Below are records; report the number of lines among them that include the word "query", and nothing further.

→ **STORED DATA**:
-=-=-=-=-

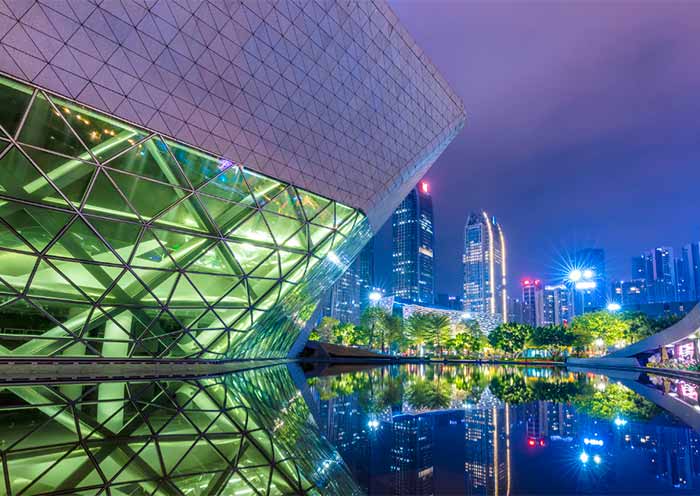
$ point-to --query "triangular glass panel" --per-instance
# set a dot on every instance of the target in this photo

-=-=-=-=-

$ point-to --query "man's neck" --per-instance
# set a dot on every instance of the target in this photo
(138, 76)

-=-=-=-=-

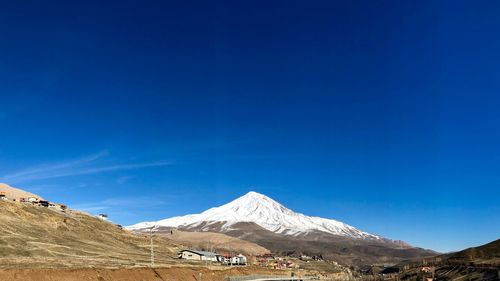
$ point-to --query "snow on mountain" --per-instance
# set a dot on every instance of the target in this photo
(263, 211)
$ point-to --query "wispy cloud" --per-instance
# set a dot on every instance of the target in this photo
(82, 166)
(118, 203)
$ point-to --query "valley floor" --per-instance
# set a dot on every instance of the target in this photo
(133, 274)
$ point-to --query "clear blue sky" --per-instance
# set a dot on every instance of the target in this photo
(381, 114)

-=-=-=-=-

→ **WRITTEN SOLUTION**: 6